▶ _Belge bölümü_:
30 Ocak 2014 Perşembe

Gündüz işin gece düşün olsun!

Gündüz işin gece düşün olsun!

Bugün bir dostla sohbet esnasında ağzımdan böyle bir söz çıktı. Baktım hoş bir söze benziyor. Dedim o zaman tivitte ve dahi feyste paylaşayım da istifadesi bol olsun (!) Mesela yani.
Sözün bağlamı neydi belki çok da önemli değil ama bu sözden maksat şuydu.
Bir insanın  kendini verdiği ve ehli olduğu bir işi olmalı, gündüz boyu o işini hakkını vererek yapmalı, gününü öylece doldurmalı. İşi, maişetine medar olmalı. Akşam eve döndüğünde bedenen yorgun ama işini yapmış olmanın huzur ve gururu ile istirahata çekilmeli.
Yatağına yattığı zaman da bir düşü olmalı.

▶ _Öğeler_:
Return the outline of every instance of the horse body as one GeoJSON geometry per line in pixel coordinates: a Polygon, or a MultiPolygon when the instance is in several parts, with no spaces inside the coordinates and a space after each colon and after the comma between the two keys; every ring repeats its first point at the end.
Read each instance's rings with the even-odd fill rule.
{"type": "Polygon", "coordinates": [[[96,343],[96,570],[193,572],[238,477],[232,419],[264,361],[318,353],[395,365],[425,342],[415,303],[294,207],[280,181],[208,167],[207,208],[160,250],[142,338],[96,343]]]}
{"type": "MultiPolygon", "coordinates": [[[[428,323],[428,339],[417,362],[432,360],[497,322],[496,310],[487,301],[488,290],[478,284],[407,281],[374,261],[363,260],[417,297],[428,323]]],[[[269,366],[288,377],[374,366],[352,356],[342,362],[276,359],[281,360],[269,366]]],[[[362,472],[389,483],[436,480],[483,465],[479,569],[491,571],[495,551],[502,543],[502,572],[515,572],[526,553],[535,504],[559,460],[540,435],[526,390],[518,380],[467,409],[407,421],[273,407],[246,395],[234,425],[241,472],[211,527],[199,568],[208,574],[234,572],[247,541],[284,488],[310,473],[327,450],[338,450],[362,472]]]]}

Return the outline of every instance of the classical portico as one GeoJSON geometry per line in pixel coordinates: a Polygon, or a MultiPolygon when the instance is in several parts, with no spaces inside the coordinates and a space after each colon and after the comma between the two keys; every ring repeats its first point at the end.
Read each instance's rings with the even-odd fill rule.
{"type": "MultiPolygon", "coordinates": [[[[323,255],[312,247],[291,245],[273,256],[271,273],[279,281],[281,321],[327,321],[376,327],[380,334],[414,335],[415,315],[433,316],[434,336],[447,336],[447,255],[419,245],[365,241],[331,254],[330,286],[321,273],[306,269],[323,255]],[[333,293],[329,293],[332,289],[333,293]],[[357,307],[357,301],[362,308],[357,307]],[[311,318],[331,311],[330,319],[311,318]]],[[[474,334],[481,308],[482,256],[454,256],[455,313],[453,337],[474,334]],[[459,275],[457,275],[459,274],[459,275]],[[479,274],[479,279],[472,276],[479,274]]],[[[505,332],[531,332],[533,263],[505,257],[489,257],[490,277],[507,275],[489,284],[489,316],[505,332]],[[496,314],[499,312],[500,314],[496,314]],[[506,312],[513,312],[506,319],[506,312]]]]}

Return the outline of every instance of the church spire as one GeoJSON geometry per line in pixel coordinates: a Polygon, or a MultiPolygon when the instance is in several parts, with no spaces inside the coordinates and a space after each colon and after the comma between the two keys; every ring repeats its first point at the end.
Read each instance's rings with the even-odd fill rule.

▶ _Yönergeler_:
1. Şu ifadelerin gündüz iş ve gece düş üzerine yazıyla uyuşup uyuşmadığını belirtin ve her birine evet ya da hayır deyip yazıdaki belirleyici sözleri tırnak içinde aynen aktarın: (a) Söz, bir dostla sohbet sırasında söylenmiştir. (b) Yazar, sözün bağlamının çok önemli olduğunu söyler. (c) İnsan akşam eve döndüğünde zihnen yorgun olmalıdır.
2. Gündüz iş ve gece düş üzerine yazıyı kaldığı yerden alıp sürdürün.

▶ _Yanıtlar_:
1.
(a) Evet: "Bugün bir dostla sohbet esnasında ağzımdan böyle bir söz çıktı."
(b) Hayır: "Sözün bağlamı neydi belki çok da önemli değil"
(c) Hayır: "Akşam eve döndüğünde bedenen yorgun ama işini yapmış olmanın huzur ve gururu ile istirahata çekilmeli."

2.
Öyle ya bu kez kendini meşgul edecek, uğrunda aklını fikrini ortaya koyacak bir düşü, bir hayali olmalı. Onun ardından koşmalı, onu gerçekleştirmek için zihin yormalı ve bu sevda ile uyuyakalmalı.
İşte o zaman ne derdi kalır ne kederi.
Atalarımız ne demişler:
 “Ayağını sıcak tut başını serin!
Kendine bir iş bul düşünme derin derin!”
Az önce bir öğrenci geldi bir başka fakülteden, epey bir dertleştik. Ona söylediklerimin özeti şuydu: Problemlerini büyütme, problemini bizzat kendin çöz, başkalarının çözmesini bekleme, daha başta problem üretmemek için kendine illa ki bir meşgale bul.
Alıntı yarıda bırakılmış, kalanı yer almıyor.